#### Task set
1/ According to the article on Wellington's new pedestrian crossings, what will be installed on both sides of Jervois Quay?
2/ In the article on Wellington's new pedestrian crossings, write out the stretch from "Council figures show" through "on the waterfront.", swapping "intersection" for "junction".

A notorious pedestrian black spot between Wellington's main entertainment strip and the waterfront will be made safer with controlled crossings.

The upgrade comes less than a fortnight after a man was seriously injured when he was hit by a bus at another well-known black spot, prompting renewed scrutiny of pedestrian safety in the capital.

Wellington City Council said work began today to install two new signal-controlled crossings and a zebra crossing at the busy intersection of Wakefield St, Jervois Quay and Taranaki St.

Council figures show there have been 15 reported incidents near the intersection in the last five years, with most involving pedestrian injuries.


The intersection lies on one of the main walking routes between Wellington's main entertainment strip, Courtenay Place, and Te Papa museum on the waterfront.

Wellington City Council acting roading and traffic manager Mike Mendonca said the current layout allowed pedestrians to get "stranded" at the intersection if they were not careful.

"It's an area that we've been looking at for some time, and so we're pleased that finally we've been able to do something positive so that pedestrian flow across that part of the city will be much smoother," he told APNZ.

"Tourists, commuters, shoppers - everyone will benefit from these changes."

Mr Mendonca said while there had been 15 reported incidents in the last five years, there were probably a number of near-misses and unreported incidents at the site as well.

The new pedestrian crossings will make use of an existing traffic island and would be timed to coincide with existing traffic light phases so they did not delay traffic.

New shelters would be installed on both sides of Jervois Quay and a barrier fence would be put up around the the perimeter of the traffic island.

The changes come after Wakefield St was widened at the Taranaki St traffic lights, increasing the number of northbound lanes from four to five.

The upgrade is part of the citywide SaferRoads project, which aims to eliminate traffic and pedestrian black spots.

The start of work comes after NZ Bus director Tim Brown was seriously injured when he was struck by one of his company's own buses on central Willis St on July 19.

Temporary barriers have been extended along the footpath near the crash site, which is only metres away from where 40-year-old jogger Venessa Green was struck and killed by a bus last June.

Mr Brown was initially in a serious condition in Wellington Hospital but has since improved to stable.

Councillors are due to be briefed on a report on pedestrian safety in the capital next month.

#### Given entries
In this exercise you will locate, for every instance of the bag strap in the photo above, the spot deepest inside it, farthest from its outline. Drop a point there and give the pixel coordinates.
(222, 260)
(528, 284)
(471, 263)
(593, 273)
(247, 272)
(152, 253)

#### Task responses
1/ New shelters.

2/
Council figures show there have been 15 reported incidents near the junction in the last five years, with most involving pedestrian injuries.


The junction lies on one of the main walking routes between Wellington's main entertainment strip, Courtenay Place, and Te Papa museum on the waterfront.